:: SHORT PROBLEM ::
Show every line of the material below that contains the string "Need", copying each one in full.

:: ENTRIES ::
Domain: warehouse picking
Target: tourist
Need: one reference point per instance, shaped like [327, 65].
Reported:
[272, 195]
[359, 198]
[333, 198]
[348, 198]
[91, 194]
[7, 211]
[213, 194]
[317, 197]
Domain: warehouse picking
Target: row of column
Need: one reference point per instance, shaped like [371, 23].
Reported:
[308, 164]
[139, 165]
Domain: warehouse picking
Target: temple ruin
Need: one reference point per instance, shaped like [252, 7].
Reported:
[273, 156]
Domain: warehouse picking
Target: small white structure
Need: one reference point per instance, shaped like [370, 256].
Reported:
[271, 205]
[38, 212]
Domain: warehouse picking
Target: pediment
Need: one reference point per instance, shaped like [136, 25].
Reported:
* * *
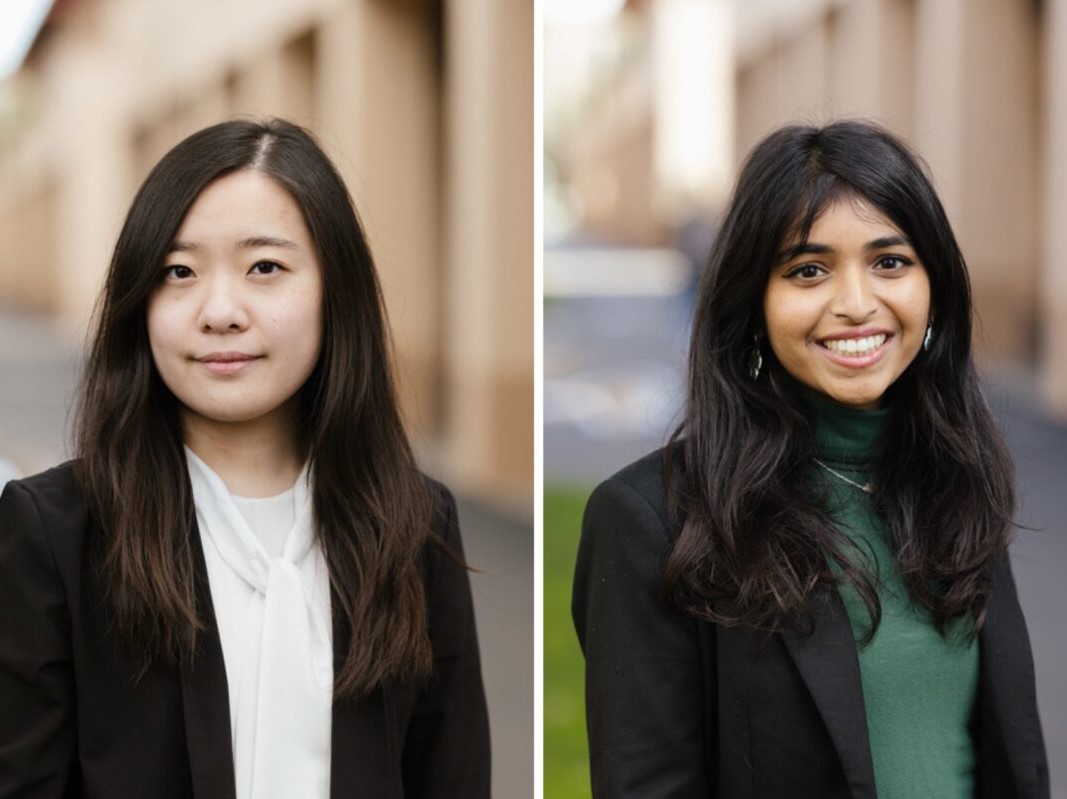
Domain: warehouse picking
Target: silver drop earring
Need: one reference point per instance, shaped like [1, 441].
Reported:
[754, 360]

:: IN RESPONSE ::
Need: one reference point per instance, shaped like [327, 65].
Need: one reference point per instance, shaped like [371, 23].
Need: one reference point per instance, shaped like [252, 7].
Need: one reference point per instance, shaped like [370, 256].
Need: one reference point per instance, shaped like [136, 25].
Need: one reference point per instance, shaped like [1, 441].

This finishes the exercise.